DOCUMENT SEGMENT:
Multiply one fixed matrix by a huge number of vectors

Question 1

You can put your vectors in a matrix, 200 * 10^7 is perhaps to much space at once depending on our system, so you can split it. And then you use any code that is optimized for matrix matrix multiplication, like BLAS. There are many implementations on CPUs, GPUs (cuBLAS, MAGMA,...), multicores (PLASMA,...), or distributed memory. Since you will have big matrices you vill have a better acceleration than by doing matrix vector multiplications.

Question 2

You're going to multiply 10 million big vectors by a huge matrix that is the same for all of them. It would be fastest if all possible decision-making could be compiled-out ahead of time. In other words, there are lots of index calculations and loop testing that would be identically repeated millions of times. This sounds like a perfect case for pre-compilation:

Write a small program that would take as input your 200x200 matrix data values, and have it print out a piece of program text defining a function capable of inputting the input vector and outputting the result vector. It could look something like this:

void multTheMatrixByTheVector(double a[200], double b[200]){
  b[0] = 0
    + a[0] * <a constant, the value of mat[0][0]>
    + a[1] * <a constant, the value of mat[1][0]>
    ...

DATA LISTING:
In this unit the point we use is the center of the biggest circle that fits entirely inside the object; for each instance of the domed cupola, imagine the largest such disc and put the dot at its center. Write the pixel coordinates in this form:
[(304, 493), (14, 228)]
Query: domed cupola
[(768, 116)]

...

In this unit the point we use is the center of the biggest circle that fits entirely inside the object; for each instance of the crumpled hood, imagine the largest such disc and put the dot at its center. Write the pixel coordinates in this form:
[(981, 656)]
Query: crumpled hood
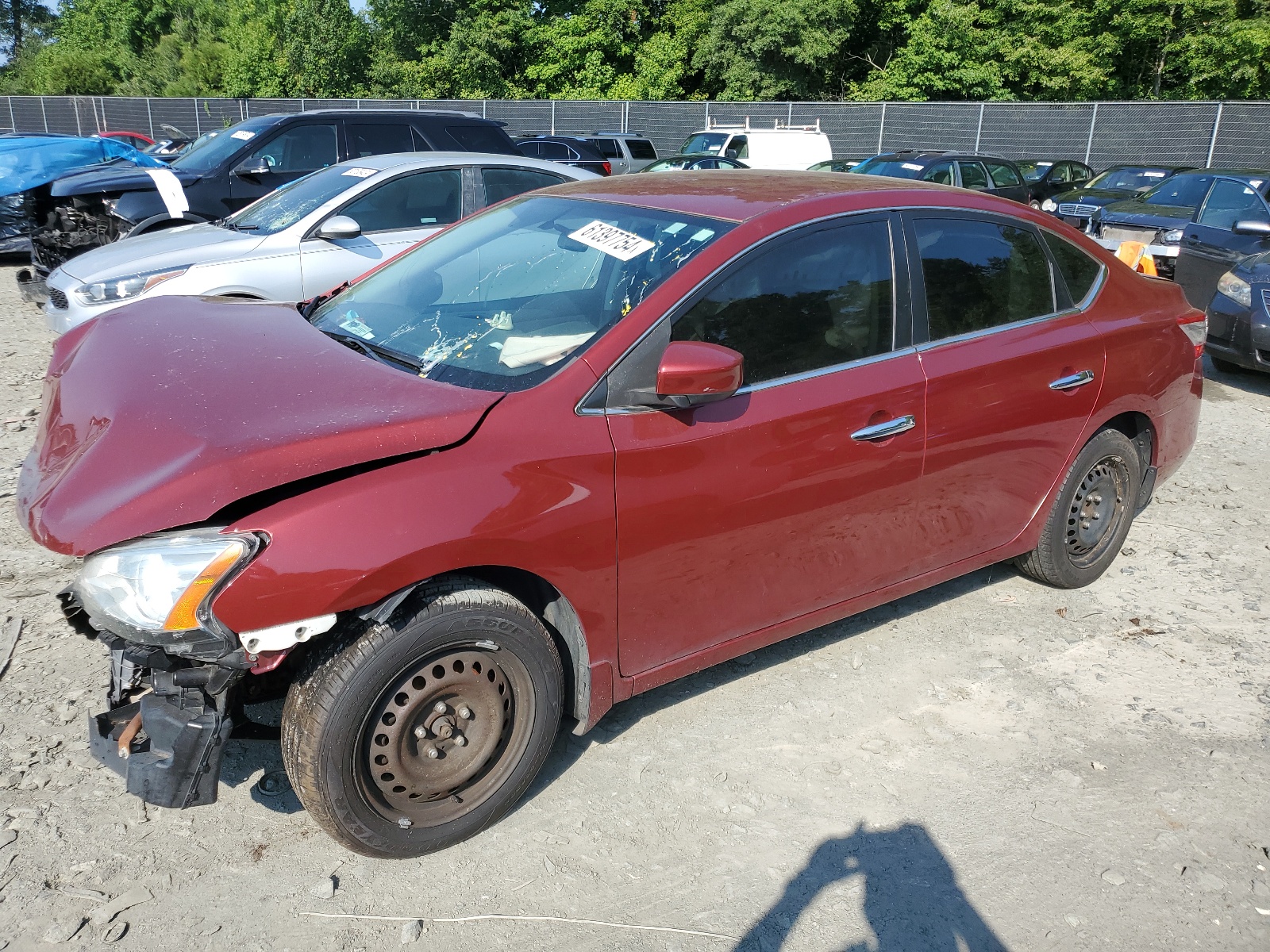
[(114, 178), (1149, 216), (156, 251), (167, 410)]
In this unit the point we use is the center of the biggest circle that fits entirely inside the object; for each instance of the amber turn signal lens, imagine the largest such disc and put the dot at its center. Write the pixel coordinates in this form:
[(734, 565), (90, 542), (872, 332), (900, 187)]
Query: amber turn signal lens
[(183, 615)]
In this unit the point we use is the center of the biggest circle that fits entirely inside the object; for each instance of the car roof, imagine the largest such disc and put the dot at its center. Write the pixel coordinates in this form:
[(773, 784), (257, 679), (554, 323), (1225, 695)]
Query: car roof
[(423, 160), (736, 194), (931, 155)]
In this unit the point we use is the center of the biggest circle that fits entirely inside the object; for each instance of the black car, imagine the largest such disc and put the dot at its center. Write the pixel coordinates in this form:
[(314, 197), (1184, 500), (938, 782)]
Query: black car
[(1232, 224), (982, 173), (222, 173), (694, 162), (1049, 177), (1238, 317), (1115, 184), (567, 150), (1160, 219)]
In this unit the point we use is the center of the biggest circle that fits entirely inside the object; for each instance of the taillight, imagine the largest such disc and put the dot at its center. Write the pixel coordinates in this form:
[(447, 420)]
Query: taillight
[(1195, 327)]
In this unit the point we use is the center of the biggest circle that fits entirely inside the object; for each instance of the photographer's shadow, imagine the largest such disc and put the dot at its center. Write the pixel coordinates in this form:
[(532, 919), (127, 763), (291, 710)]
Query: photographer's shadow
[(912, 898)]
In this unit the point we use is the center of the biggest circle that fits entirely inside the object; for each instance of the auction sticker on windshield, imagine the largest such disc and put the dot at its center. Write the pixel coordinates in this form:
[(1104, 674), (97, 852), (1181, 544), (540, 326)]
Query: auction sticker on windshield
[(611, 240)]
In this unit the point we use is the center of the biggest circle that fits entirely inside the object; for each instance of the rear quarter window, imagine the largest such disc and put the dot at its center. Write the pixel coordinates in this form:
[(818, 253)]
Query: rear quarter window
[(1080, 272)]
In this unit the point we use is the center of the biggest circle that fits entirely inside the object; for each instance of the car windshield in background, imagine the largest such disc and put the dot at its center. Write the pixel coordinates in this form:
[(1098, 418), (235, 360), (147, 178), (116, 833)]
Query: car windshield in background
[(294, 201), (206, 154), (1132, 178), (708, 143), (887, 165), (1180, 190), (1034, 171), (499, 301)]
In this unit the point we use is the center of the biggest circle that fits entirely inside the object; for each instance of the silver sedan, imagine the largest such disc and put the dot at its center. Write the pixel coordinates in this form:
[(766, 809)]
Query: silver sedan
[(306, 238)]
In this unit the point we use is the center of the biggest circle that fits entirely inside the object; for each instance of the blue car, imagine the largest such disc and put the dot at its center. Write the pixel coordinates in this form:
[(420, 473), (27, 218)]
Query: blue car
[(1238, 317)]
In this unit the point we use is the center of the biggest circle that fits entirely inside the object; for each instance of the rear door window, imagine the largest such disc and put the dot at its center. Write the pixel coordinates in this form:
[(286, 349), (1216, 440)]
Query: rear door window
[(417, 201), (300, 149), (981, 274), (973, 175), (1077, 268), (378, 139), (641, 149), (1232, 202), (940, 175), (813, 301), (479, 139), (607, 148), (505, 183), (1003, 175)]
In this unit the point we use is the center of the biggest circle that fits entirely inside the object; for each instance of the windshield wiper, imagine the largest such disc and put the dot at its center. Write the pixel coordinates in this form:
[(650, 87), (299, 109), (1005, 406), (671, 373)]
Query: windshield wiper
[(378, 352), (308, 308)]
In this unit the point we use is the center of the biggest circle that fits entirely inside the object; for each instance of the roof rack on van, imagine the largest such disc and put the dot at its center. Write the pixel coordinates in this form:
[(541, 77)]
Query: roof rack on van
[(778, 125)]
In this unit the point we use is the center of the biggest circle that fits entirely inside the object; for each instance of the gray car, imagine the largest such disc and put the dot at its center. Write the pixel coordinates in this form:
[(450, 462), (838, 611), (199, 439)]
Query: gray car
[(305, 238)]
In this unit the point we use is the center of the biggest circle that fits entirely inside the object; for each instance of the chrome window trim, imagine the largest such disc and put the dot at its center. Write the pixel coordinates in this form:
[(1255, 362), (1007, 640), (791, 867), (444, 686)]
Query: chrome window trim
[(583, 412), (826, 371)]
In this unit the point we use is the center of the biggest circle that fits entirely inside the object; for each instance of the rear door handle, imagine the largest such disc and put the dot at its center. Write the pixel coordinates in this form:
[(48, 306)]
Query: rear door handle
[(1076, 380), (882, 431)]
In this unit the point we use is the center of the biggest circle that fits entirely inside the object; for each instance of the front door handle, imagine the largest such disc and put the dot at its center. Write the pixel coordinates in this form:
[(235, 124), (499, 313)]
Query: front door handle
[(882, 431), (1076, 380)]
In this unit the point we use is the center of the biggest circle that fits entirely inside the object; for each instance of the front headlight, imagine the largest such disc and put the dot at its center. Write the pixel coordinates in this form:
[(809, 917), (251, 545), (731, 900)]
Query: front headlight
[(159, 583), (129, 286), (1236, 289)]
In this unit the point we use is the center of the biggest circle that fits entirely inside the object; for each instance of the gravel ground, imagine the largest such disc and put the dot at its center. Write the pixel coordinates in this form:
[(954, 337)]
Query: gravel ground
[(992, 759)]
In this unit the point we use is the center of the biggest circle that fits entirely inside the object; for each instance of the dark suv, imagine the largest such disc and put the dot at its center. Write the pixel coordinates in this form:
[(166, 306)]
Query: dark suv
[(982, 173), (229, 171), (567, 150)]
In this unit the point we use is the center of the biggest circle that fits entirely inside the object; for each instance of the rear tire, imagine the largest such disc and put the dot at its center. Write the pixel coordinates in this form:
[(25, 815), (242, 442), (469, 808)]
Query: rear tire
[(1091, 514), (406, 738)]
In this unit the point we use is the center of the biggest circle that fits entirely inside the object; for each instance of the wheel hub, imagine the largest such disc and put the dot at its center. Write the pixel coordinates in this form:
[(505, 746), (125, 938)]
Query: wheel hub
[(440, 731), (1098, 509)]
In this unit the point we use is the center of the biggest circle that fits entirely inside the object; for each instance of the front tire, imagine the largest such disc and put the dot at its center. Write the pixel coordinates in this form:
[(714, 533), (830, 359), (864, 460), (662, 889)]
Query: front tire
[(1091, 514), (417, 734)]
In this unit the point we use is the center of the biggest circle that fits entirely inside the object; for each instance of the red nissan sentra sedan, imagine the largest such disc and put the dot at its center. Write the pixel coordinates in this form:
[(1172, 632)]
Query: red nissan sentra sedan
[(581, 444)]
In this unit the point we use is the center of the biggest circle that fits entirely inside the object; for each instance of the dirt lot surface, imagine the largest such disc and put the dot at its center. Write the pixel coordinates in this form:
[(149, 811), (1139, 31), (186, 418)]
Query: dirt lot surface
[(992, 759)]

TASK 1: In the matrix multiplication thread, explain in one to three sentences why the second answer recommends generating a function that has the matrix values written into it as constants.
TASK 2: Continue the matrix multiplication thread from the point where it stops.

EXERCISE RESULT 1: The same matrix is used for all 10 million vectors, so the index calculations and loop testing would be repeated identically millions of times. Compiling all possible decision-making out ahead of time would therefore be fastest.

EXERCISE RESULT 2:
    + a[199] * <a constant, the value of mat[199][0]>
    ;
  b[1] = 0
    + a[0] * <a constant, the value of mat[0][1]>
    + a[1] * <a constant, the value of mat[1][1]>
    ...
    + a[199] * <a constant, the value of mat[199][1]>
    ;
  ...
  b[199] = etc. etc.
}

You see, that function will be around 40000 lines long, but a decent compiler should be able to handle it. Of course, if any of the matrix elements are zero, i.e. there's some sparsity, you can omit those lines (or let the compiler optimizer do it). To do this on CUDA or vectorized instructions, you'd have to modify it accordingly, but that should be do-able.

When you include that function in your main program, it should be able to run about as fast as the machine can go. It's not wasting any cycles doing index calculations, loop testing, or multiplying by empty matrix cells.

Then if it takes 10ns per multiply and add, my back-of-the envelope says it should take 400 usec per vector, or 4000 seconds overall - a little over an hour.